• [PROMPT]: Once the line with "Every instance of the pistil" is found in the entries below, repeat it and each following line exactly, up to and including the line with "Every instance of the airplane". Add no other lines.
*** AVAILABLE DATA Section Begins ***
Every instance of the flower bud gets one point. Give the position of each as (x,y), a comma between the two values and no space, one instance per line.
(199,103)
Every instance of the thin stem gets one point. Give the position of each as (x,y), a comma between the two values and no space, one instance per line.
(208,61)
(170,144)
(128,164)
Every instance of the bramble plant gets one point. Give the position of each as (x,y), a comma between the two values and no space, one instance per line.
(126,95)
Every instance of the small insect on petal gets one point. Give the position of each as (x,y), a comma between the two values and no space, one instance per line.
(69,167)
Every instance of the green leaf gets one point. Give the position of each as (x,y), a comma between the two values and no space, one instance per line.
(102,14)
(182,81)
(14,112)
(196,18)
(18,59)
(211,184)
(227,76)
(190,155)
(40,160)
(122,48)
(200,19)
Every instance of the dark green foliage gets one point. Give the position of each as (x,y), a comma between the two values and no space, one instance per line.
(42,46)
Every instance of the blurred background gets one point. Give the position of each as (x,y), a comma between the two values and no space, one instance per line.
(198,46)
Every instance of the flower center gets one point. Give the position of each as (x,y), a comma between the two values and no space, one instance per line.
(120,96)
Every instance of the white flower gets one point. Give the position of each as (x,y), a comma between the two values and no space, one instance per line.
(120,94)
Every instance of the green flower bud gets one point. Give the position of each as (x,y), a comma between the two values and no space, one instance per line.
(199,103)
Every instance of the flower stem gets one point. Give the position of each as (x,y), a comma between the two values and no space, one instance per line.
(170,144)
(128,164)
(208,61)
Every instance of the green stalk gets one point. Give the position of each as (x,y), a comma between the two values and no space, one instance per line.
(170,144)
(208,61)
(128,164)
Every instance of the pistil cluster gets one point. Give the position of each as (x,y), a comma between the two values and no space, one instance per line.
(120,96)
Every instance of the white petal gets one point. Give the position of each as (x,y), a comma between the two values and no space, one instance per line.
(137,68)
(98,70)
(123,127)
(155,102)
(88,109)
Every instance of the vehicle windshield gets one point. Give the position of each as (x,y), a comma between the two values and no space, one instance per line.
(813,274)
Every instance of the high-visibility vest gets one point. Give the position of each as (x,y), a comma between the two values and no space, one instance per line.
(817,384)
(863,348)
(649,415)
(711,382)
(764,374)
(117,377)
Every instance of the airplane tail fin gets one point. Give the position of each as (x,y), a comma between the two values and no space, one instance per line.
*** AVAILABLE DATA Section Ends ***
*** AVAILABLE DATA Section Begins ***
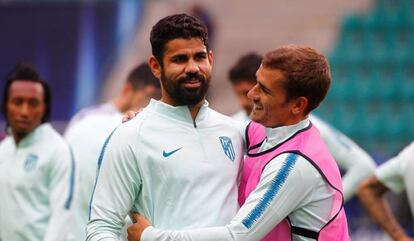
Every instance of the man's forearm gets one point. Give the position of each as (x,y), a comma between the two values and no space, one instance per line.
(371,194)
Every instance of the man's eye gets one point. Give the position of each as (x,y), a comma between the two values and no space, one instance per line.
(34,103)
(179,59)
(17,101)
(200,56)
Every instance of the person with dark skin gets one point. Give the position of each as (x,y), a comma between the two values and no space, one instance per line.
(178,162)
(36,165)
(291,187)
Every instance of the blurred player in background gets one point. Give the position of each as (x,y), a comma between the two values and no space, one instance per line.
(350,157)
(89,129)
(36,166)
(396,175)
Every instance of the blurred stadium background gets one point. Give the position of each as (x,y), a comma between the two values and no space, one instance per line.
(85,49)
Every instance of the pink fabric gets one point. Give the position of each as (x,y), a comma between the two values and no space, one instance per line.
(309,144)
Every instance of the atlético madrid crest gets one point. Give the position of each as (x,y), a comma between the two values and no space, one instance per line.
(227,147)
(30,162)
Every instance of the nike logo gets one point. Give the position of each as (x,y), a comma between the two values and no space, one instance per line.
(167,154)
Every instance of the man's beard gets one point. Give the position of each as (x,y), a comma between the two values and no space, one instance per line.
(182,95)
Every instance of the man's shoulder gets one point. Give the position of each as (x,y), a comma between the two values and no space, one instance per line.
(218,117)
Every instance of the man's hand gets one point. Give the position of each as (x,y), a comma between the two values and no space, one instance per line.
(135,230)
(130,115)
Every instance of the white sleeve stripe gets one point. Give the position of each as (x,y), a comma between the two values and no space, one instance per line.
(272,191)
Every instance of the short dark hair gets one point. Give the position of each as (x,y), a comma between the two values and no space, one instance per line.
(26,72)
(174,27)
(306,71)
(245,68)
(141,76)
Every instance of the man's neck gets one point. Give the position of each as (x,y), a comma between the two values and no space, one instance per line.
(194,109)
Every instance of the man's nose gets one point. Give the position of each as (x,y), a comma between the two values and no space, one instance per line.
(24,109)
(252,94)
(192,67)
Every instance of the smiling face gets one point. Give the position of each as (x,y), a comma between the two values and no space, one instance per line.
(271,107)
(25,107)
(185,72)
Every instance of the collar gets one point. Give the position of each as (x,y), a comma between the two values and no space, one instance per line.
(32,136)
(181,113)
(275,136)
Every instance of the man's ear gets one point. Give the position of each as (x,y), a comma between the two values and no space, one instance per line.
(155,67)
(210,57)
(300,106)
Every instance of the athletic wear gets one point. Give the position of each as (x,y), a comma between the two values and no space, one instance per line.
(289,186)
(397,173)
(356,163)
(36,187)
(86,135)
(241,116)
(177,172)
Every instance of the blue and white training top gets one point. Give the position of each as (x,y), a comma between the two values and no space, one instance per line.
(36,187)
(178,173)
*** AVAILABLE DATA Section Ends ***
• [SOLUTION FOR THIS EXERCISE]:
Every instance of the pistil cluster gets one point. Give the position of each as (x,y), a comma between the two values and no space, one instance per line.
(120,96)
Every instance of the white petal gets one point. Give the position of each as (x,y), a comma between the two values and no space, one instance per line.
(137,68)
(98,70)
(123,127)
(155,102)
(88,109)
Every instance of the vehicle windshield gets one point. Give the position of each as (x,y), a comma between the two values and no space, one instance per line.
(813,274)
Every instance of the high-visibility vest gets one point. Give the position of each as (x,y), a comma between the two values and no space, one instance per line.
(817,384)
(863,348)
(649,415)
(711,382)
(764,374)
(117,377)
Every instance of the airplane tail fin gets one point. Give the position of each as (x,y), a comma between the two values and no space, one instance per line.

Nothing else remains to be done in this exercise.